Excerpt

# ATV vs snowblower time



## lawnkid14 (Nov 22, 2009)

Is it just me or does it take the same amount of time to do a neighborhood driveway with a snowblower as it does with a atv. I have short 30ft driveways and sidewalks. Also any tips are welcome.


----------



## hghgrad (Nov 29, 2010)

It probably takes me a little longer to do my driveway with a quad than a good sized blower. Not as much fun to walk behind the blower though. A long straight driveway that I can push across the street into the ditch line is substantially faster than my little city drive that I have to stack.


----------



## plowin-fire (Jan 31, 2011)

I used a blower and then moved up to atv and plow. Found the atv to be much faster on drives and sidewalks. Plus you can drive the atv to the next place instead of walking the blower or loading/unloading at each site.


----------



## lawnkid14 (Nov 22, 2009)

what about tearing up grass on a sidewalk. My blade does that


----------



## Antlerart06 (Feb 28, 2011)

lawnkid14;1446756 said:


> what about tearing up grass on a sidewalk. My blade does that


Then your blade wrong size or you need to edge your walk

ATV is faster then a blower under 6-8''

I have 2 plows on my atv front 58'' and on rear a 48'' sidewalk smaller gets a shovel used on it


----------



## lawnkid14 (Nov 22, 2009)

you say to use a blower if it is under 6"


----------



## My07Brute (Feb 9, 2011)

in my driveway with its crazy "T" shape, the ATV with 60" plow is way faster no matter the depth of the snow (just gotta push it back far enough on the first storm).

The snow blower took 2-3 times as long (10yo simplicity 8-26) with my layout.


----------



## lawnkid14 (Nov 22, 2009)

Is it a bad thing to tear up some grass


----------



## Yooper75 (Dec 30, 2010)

My 1979 Deere 312 lawn tractor with the 49 blower on it can run circles around my quad with a blade even though the Deere is the slower moving machine. I normally don't bother moving any snow unless it's over 2-1/2in no matter what machine I'm using.


----------



## Plow man Foster (Dec 10, 2010)

Antlerart06;1446821 said:


> Then your blade wrong size or you need to edge your walk
> 
> ATV is faster *then* a blower under 6-8''
> 
> I have 2 plows on my atv front 58'' and on rear a 48'' sidewalk smaller gets a shovel used on it





lawnkid14;1446973 said:


> you say to use a blower if it is under 6"

Brief A
List the usernames of everyone who posted in the thread on ATV versus snowblower time.

Stored rows
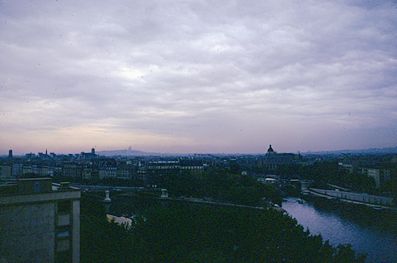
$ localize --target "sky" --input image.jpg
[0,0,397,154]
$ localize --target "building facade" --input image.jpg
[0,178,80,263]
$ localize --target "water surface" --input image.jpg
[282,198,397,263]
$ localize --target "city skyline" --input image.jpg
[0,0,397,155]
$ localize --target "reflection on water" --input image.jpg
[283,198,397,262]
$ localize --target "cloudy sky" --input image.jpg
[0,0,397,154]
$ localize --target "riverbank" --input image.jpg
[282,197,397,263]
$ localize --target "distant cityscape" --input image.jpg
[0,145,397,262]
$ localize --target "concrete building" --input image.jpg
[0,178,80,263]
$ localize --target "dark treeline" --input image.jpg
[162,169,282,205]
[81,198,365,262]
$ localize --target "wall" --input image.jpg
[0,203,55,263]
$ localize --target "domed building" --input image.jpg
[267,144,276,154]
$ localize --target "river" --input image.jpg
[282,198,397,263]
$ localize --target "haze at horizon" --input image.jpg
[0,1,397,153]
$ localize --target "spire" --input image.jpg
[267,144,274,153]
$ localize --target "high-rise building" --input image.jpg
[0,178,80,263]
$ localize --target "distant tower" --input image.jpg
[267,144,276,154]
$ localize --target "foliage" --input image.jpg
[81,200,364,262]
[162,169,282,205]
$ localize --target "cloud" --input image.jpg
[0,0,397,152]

Brief B
Rewrite the records with "image.jpg" replaced by "photo.jpg" throughout, leaving everything else unchanged and the pictures out.

Final answer A
lawnkid14, hghgrad, plowin-fire, Antlerart06, My07Brute, Yooper75, Plow man Foster

Final answer B
$ localize --target "sky" --input photo.jpg
[0,0,397,154]
$ localize --target "building facade" --input photo.jpg
[0,178,80,263]
$ localize --target "water surface" --input photo.jpg
[282,198,397,263]
$ localize --target "city skyline" --input photo.jpg
[0,0,397,155]
$ localize --target "reflection on water" --input photo.jpg
[283,198,397,262]
$ localize --target "cloudy sky" --input photo.jpg
[0,0,397,154]
$ localize --target "riverbank" --input photo.jpg
[282,197,397,263]
$ localize --target "distant cityscape" --input photo.jpg
[0,145,397,262]
$ localize --target "concrete building" --input photo.jpg
[0,178,80,263]
$ localize --target "dark treeline" --input photo.jpg
[162,169,282,205]
[81,198,365,262]
$ localize --target "wall" --input photo.jpg
[0,203,55,263]
$ localize --target "domed building" --input photo.jpg
[267,144,276,154]
$ localize --target "river" --input photo.jpg
[282,198,397,263]
$ localize --target "haze at horizon" --input photo.jpg
[0,1,397,153]
$ localize --target "spire" --input photo.jpg
[267,144,274,153]
$ localize --target "high-rise building" --input photo.jpg
[0,178,80,263]
$ localize --target "distant tower" --input photo.jpg
[267,144,276,154]
$ localize --target "foliage" --input photo.jpg
[81,200,364,262]
[162,169,282,205]
$ localize --target "cloud" --input photo.jpg
[0,0,397,152]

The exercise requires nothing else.